Copy each of the following items word for word, leaving out the pictures.

*** Exercise inputs

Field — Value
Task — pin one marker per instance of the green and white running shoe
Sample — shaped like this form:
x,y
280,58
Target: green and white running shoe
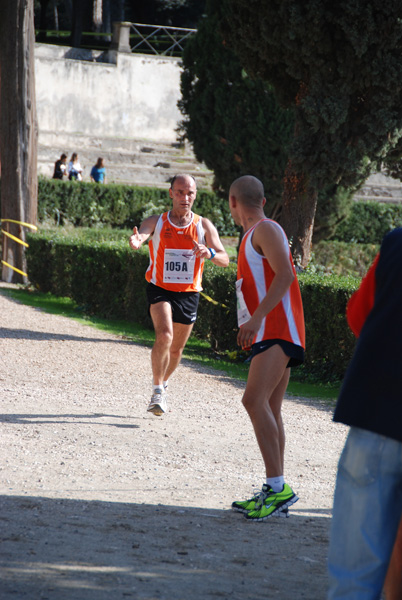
x,y
256,501
244,506
158,404
273,504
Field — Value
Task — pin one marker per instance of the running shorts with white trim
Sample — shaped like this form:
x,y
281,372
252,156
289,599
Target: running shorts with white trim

******

[Response to the task]
Field — Value
Task — pin one marker per instance of the green and white running shoe
Sample — shaped like this form:
x,y
280,58
Target: green and white running shoe
x,y
256,501
244,506
158,404
273,504
Field — Value
Task — pin one marker per instance of the running shorts with white trim
Sample — shaped like this form:
x,y
281,372
252,156
289,599
Target: running shorts with white trim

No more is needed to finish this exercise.